OPINION: Who will Recall Dino Melaye?Articles/Opinion, Featured, Featured Contributors/Columnists, Latest News Monday, June 19th, 2017
By Adewale Kupoluyi
(AFRICAN EXAMINER) – Nigeria is a very peculiar nation in all respect. It is for this singular reason that I find it extremely difficult to accept hook, line and sinker the general belief that what operates in other climes would automatically be applicable here. Far from it! Over time, experience has shown that the fact that a well-designed and tested policy, programme or model ever worked well in the best democracies of the world, is not an assurance that it would function or see the light of the day in our dear country. Nigeria is certainly a unique country of its own kind.
The recall process is put in place, as a control measure, to check and curtail the excesses of law makers in a legislative house that are either working at cross purposes with the interest of their constituencies or the offices they occupy. While the instrumentality of recall has been successfully used to tame deviant legislators and replace bad parliamentarians in other countries, the effect of such an important provision under our democratic architecture, from what we have seen over the years, is nothing order than a mere weapon of political intimidation, negotiation and bargaining in Nigeria. It is on this strength that recent threats of recalling Senator Dino Melaye, representing Kogi West in the Senate could be taken with a pinch of salt. The main reasons why this may be so is still the same problems why Nigeria has retrogressively remained a peculiar nation: inconsistency on the part of key political actors, bureaucratic bottlenecks, party indiscipline, corruption, impunity and weak institutions.

DATA SHOWN.
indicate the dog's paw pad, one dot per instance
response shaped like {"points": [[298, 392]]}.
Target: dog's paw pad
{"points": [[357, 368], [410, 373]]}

TASK DIRECTIONS.
Answer these questions using the opinion piece on recalling Dino Melaye:
1. Who wrote it?
2. Which constituency does Dino Melaye represent in the Senate?
3. What problems does the writer list as the reasons Nigeria has remained a peculiar nation?

OUTPUT FOR THIS TASK.
1. Adewale Kupoluyi
2. Kogi West
3. Inconsistency on the part of key political actors, bureaucratic bottlenecks, party indiscipline, corruption, impunity and weak institutions